- **Activity**:
Could you please retype all of the entries exactly as they appear?

- **Provided entries**:
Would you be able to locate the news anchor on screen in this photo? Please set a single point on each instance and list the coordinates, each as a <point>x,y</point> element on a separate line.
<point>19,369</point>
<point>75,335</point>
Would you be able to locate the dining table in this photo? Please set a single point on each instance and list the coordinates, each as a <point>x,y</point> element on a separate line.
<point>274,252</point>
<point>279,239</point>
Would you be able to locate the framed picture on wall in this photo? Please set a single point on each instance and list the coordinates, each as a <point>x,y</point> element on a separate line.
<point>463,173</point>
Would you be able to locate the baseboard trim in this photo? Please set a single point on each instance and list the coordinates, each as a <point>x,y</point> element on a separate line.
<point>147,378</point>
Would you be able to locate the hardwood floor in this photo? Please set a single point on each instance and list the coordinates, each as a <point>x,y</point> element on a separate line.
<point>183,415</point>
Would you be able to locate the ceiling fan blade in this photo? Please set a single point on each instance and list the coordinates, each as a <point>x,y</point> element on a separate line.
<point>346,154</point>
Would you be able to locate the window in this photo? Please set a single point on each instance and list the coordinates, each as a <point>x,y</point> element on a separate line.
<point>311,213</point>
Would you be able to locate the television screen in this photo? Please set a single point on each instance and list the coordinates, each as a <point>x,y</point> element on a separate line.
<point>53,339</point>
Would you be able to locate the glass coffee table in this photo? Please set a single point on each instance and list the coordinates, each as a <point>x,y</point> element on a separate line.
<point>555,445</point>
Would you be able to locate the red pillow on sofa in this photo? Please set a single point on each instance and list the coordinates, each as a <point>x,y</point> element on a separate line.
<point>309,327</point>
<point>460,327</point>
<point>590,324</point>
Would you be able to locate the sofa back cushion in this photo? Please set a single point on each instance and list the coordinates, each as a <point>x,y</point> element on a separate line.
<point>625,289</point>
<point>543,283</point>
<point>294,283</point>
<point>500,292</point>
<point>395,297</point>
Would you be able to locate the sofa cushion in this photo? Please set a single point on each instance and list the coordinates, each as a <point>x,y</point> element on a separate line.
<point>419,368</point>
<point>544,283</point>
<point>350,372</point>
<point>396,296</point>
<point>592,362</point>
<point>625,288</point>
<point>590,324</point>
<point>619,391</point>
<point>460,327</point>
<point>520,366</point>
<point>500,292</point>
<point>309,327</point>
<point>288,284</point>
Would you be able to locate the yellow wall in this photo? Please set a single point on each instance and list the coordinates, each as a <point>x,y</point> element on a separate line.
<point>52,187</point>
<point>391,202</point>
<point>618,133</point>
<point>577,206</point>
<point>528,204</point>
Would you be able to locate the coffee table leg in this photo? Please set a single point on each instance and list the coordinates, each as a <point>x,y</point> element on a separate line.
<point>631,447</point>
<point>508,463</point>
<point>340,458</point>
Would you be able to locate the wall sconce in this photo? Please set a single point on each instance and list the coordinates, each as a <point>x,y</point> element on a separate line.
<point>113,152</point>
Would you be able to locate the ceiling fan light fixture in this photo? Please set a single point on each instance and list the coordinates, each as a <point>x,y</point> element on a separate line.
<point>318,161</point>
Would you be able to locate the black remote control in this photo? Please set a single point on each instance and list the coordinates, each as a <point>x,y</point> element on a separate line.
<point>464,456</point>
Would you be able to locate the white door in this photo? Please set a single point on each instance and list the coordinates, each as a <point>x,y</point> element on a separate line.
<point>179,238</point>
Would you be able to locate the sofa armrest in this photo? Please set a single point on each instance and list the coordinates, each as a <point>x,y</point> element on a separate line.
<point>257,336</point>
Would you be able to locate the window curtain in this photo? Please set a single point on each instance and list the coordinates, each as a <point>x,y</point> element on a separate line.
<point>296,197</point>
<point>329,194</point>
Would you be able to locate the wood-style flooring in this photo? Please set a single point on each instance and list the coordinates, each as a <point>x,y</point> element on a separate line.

- **Solved exercise**:
Would you be able to locate the news anchor on screen in this photo? Please set a single point on each instance and list the coordinates, each as a <point>x,y</point> element on a separate line.
<point>19,369</point>
<point>75,335</point>
Would you be able to locate the dining table in this photo? Please set a single point on each instance and list the coordinates, each as a <point>x,y</point> element on a separate line.
<point>274,252</point>
<point>279,239</point>
Would you be able to locate the framed picture on wall in this photo? Please set a single point on each instance and list the coordinates, each as a <point>x,y</point> element on a separate line.
<point>463,173</point>
Would you be able to locate the baseboard trim in this photo? Please set a single point on each instance and list the coordinates, each as a <point>x,y</point> element on a separate line.
<point>147,378</point>
Would you be able to locate the hardwood floor in this photo? Please set a single point on each instance and list the coordinates, each as a <point>x,y</point> element on a separate line.
<point>183,415</point>
Would you be able to locate the ceiling fan blade in this photo? Please set a single point on each instance and list the coordinates, each as a <point>x,y</point> element on a separate line.
<point>346,154</point>
Would you be able to locate the window in this photo? Please set a single point on each instance and list the coordinates, each as a <point>x,y</point> element on a separate line.
<point>311,213</point>
Would you be able to locate the television screen in this photo? Please set a single point on each instance and list the coordinates, each as a <point>x,y</point> element on a separate line.
<point>53,339</point>
Would you be able to locate the glass coffee table in this photo? Please set a single point on each instance and list the coordinates, each as a <point>x,y</point> element on a separate line.
<point>555,445</point>
Would you be able to locate the red pillow on sofa in this photo? Please set a single point on each instance and list the coordinates, each as a <point>x,y</point> element on a separate line.
<point>309,327</point>
<point>460,327</point>
<point>590,324</point>
Would you be able to locate the sofa back cushion in this photo? Please set a single point on each instance and list the coordinates, each as a <point>x,y</point> element on a separate line.
<point>625,289</point>
<point>543,283</point>
<point>294,283</point>
<point>500,292</point>
<point>395,297</point>
Would you be able to locate the sofa cushion in this photo? Please set a single point on each instance and list the coordinates, each as a <point>x,y</point> element on a separate line.
<point>419,368</point>
<point>544,283</point>
<point>350,372</point>
<point>396,296</point>
<point>592,362</point>
<point>625,288</point>
<point>590,324</point>
<point>619,391</point>
<point>460,327</point>
<point>520,366</point>
<point>500,292</point>
<point>309,327</point>
<point>288,284</point>
Would you be able to locate the yellow wall in this photo? Please set a single point on each instance and list the coordinates, each as a <point>x,y</point> element on a separate line.
<point>52,187</point>
<point>391,202</point>
<point>618,133</point>
<point>577,206</point>
<point>528,204</point>
Would you be able to locate the coffee table leg in this photo? Please set a single point on each instance and list the coordinates, each as a <point>x,y</point> element on a separate line.
<point>631,447</point>
<point>508,463</point>
<point>340,458</point>
Would you be able to locate the wall sconce in this photo? Please set a single point on each instance and list the coordinates, each as a <point>x,y</point> element on a separate line.
<point>113,152</point>
Would you be able to locate the ceiling fan light fixture in this photo? Please set a single point on each instance and list the coordinates, each as a <point>x,y</point> element on a separate line.
<point>318,161</point>
Would you be able to locate the black remote control in this photo? Please set a single point on each instance and list the coordinates, each as a <point>x,y</point> element on a separate line.
<point>464,456</point>
Would you be able to locate the white door in this photo? Please set a single point on each instance and list the coordinates, each as a <point>x,y</point> element on a separate line.
<point>179,238</point>
Would you be able to locate the sofa armrest in this photo? Please set a single point on each instance and list the coordinates, each as a <point>x,y</point> element on a separate line.
<point>257,336</point>
Would you be able to locate the window curtain in this photo? Please set a single point on each instance and list the coordinates, each as a <point>x,y</point> element on a separate line.
<point>296,197</point>
<point>329,194</point>
Would you be able to locate the wood-style flooring in this photo? Please set a single point on each instance and list the coordinates, each as a <point>x,y</point> element on a separate line.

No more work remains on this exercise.